(GIVEN EXERCISE): Copy out every line of the material below character for character, leaving nothing out.

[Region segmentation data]
━━━
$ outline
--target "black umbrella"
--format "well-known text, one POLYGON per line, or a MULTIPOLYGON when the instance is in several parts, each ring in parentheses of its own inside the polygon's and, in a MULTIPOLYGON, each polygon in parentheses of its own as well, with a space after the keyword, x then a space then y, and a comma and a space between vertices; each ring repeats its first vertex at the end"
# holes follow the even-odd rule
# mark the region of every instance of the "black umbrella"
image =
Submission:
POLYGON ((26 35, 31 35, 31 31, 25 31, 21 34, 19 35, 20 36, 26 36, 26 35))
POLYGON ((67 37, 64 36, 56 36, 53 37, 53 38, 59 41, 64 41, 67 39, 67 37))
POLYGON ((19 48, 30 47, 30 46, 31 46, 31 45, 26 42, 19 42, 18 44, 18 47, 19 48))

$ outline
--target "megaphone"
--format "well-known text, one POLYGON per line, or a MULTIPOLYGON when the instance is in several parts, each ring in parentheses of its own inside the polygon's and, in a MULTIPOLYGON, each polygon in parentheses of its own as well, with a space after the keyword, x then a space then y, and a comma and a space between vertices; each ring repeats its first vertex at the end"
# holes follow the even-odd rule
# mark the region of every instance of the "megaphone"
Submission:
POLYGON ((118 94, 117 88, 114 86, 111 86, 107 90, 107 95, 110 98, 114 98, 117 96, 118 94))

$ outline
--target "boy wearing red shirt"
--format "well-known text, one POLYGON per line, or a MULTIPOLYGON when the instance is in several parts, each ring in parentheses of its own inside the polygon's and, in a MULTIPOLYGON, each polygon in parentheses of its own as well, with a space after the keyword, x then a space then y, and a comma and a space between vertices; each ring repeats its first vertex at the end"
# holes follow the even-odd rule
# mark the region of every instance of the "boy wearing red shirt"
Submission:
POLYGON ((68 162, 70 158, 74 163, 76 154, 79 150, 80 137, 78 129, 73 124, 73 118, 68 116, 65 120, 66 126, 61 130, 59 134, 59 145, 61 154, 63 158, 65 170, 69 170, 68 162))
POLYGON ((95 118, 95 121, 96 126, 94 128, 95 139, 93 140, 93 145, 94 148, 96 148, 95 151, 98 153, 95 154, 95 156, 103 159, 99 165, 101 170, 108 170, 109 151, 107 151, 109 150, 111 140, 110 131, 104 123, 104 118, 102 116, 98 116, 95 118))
━━━
(COMPLETED TASK):
$ outline
--target "black umbrella"
--format "well-known text, one POLYGON per line, or a MULTIPOLYGON when the instance is in several parts, each ring in parentheses of its own inside the polygon's and, in a MULTIPOLYGON, each polygon in parentheses of its own as well, with a space after the keyword, x then a space then y, and a comma and a space between vertices; each ring repeats its first vertex at the end"
# holes follow the even-odd rule
# mark the region of every instance of the "black umbrella"
image =
Submission:
POLYGON ((26 35, 31 35, 31 31, 25 31, 21 34, 19 35, 20 36, 26 36, 26 35))
POLYGON ((67 37, 64 36, 56 36, 53 37, 53 38, 59 41, 64 41, 67 39, 67 37))
POLYGON ((19 48, 30 47, 30 46, 31 46, 31 45, 26 42, 19 42, 18 44, 18 47, 19 48))

$ outline
--target "megaphone"
--format "well-known text, one POLYGON per line, or a MULTIPOLYGON when the instance is in several parts, each ring in parentheses of its own inside the polygon's and, in a MULTIPOLYGON, each polygon in parentheses of its own as well, with a space after the keyword, x then a space then y, and a comma and a space between vertices; each ring repeats its first vertex at the end"
# holes follow the even-odd rule
# mark the region of every instance of the "megaphone"
Submission:
POLYGON ((118 94, 117 88, 114 86, 111 86, 107 90, 107 95, 110 98, 114 98, 117 96, 118 94))

$ outline
--target "boy wearing red shirt"
--format "well-known text, one POLYGON per line, or a MULTIPOLYGON when the instance is in several parts, each ring in parentheses of its own inside the polygon's and, in a MULTIPOLYGON, each polygon in parentheses of its own as well, with a space after the keyword, x then a space then y, and a comma and a space between vertices; each ring repeats its first vertex at the end"
# holes follow the even-odd rule
# mark the region of every instance of the "boy wearing red shirt"
Submission:
POLYGON ((68 162, 70 158, 74 163, 76 154, 79 150, 80 137, 78 129, 73 124, 73 118, 68 116, 65 120, 66 126, 61 130, 59 134, 59 145, 61 154, 63 158, 65 170, 69 170, 68 162))
POLYGON ((95 118, 95 121, 96 126, 94 128, 95 139, 93 140, 93 145, 94 148, 96 148, 95 151, 98 153, 95 154, 95 156, 103 159, 99 165, 101 170, 108 170, 109 151, 107 151, 109 150, 111 140, 110 131, 104 123, 104 118, 102 116, 98 116, 95 118))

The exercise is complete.